WHAT THE TASK REQUIRES: Write out exactly the lines running from the line that includes "Could you point out the herb" to the end of the data, both ends included, and nothing besides.

MATERIAL FOR THIS TASK:
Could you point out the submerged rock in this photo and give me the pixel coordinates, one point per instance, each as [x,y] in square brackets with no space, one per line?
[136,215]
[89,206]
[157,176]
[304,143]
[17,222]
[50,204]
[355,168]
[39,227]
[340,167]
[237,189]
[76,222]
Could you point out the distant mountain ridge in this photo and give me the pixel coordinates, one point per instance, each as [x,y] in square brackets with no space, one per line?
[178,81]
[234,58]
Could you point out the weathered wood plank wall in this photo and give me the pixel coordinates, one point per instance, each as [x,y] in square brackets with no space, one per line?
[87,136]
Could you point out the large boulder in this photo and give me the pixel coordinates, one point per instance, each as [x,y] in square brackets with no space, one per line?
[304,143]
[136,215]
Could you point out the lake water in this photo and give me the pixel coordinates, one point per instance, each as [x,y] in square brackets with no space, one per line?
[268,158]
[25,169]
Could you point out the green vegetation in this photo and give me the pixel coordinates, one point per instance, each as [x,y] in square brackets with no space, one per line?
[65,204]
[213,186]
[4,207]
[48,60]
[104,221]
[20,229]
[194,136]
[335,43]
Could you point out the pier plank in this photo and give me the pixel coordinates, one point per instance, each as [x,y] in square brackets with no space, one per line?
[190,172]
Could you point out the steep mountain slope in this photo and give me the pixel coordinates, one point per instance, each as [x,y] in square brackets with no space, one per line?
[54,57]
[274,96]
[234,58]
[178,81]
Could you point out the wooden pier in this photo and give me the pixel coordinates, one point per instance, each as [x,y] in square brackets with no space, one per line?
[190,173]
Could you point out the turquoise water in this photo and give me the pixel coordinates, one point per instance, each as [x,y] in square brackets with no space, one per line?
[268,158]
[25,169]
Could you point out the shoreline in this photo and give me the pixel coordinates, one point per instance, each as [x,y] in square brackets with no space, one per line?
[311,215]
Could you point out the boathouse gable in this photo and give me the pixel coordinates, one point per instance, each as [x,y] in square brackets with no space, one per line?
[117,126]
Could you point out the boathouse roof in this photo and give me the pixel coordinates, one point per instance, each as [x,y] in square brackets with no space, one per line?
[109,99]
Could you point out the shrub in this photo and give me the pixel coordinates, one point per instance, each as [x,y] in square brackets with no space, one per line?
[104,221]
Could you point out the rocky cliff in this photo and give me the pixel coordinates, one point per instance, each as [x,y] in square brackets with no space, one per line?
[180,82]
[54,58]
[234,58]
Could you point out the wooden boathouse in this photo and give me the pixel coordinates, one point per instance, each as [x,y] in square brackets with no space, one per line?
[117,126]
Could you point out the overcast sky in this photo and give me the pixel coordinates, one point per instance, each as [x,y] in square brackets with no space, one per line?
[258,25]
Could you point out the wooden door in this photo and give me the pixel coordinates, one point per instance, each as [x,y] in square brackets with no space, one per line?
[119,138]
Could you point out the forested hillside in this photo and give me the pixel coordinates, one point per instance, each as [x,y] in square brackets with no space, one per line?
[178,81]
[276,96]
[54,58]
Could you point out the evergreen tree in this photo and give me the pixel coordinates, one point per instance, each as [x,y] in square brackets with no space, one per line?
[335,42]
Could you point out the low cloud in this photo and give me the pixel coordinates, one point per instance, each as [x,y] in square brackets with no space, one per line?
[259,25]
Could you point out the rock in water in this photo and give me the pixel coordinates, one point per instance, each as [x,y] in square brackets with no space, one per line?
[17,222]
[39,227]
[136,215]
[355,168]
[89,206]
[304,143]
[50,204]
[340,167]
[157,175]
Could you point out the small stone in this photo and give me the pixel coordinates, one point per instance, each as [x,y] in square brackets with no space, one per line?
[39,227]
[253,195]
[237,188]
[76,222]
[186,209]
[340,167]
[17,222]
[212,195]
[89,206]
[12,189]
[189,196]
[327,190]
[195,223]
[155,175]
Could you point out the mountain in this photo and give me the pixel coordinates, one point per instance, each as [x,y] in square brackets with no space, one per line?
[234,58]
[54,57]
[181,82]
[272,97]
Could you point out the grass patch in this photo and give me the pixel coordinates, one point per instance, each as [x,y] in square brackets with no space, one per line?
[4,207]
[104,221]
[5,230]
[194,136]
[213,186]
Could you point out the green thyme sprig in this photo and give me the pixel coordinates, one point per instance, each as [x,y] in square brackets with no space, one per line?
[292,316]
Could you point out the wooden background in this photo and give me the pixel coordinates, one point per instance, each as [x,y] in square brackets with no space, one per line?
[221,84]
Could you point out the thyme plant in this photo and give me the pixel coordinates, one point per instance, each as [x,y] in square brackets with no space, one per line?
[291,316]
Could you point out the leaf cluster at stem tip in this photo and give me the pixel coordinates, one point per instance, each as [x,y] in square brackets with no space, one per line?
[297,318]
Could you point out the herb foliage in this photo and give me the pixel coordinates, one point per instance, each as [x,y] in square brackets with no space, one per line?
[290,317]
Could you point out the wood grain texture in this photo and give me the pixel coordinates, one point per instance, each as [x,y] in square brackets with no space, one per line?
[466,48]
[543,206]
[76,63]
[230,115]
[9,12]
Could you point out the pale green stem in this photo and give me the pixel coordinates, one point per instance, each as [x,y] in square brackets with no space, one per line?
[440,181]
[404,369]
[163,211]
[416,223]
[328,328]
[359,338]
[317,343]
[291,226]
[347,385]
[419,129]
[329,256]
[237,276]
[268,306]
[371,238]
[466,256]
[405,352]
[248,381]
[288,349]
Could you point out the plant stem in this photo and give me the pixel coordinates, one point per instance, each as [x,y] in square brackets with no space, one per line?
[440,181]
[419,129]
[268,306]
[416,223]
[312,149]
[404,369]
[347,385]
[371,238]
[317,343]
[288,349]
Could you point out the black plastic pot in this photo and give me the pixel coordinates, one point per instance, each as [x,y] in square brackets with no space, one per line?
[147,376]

ANSWER TO THE PROBLEM:
Could you point out the herb foliage in this photo and give me the pixel coordinates, one point per instance, each as [x,y] in square brackets with no space, one per line?
[290,317]
Could you point out the wood grain texture in this photo and give me the pixel coordinates, one point per instance, each as [x,y] in square brackets with no space, one per line?
[466,48]
[543,206]
[76,63]
[230,115]
[9,12]
Could you point out the pale green stem in this photo and give me the pixel coordinates, one point per instance, each as [x,y] in square brackets with no space, one per line?
[440,181]
[404,369]
[163,211]
[416,223]
[328,328]
[359,338]
[317,343]
[291,226]
[347,385]
[419,129]
[329,256]
[237,276]
[268,306]
[371,238]
[466,256]
[405,352]
[248,381]
[288,349]
Could you point out the plant stem in this photo and give me the pixel coordinates, one point per instance, each as [x,y] in square brackets with no space, one per line?
[440,181]
[419,129]
[268,306]
[416,223]
[312,149]
[404,369]
[347,385]
[371,238]
[317,343]
[288,349]
Could you point out the black plastic pot in this photo and give me the pixel coordinates, one point per instance, each as [x,y] in square brackets with no space, one per line?
[147,376]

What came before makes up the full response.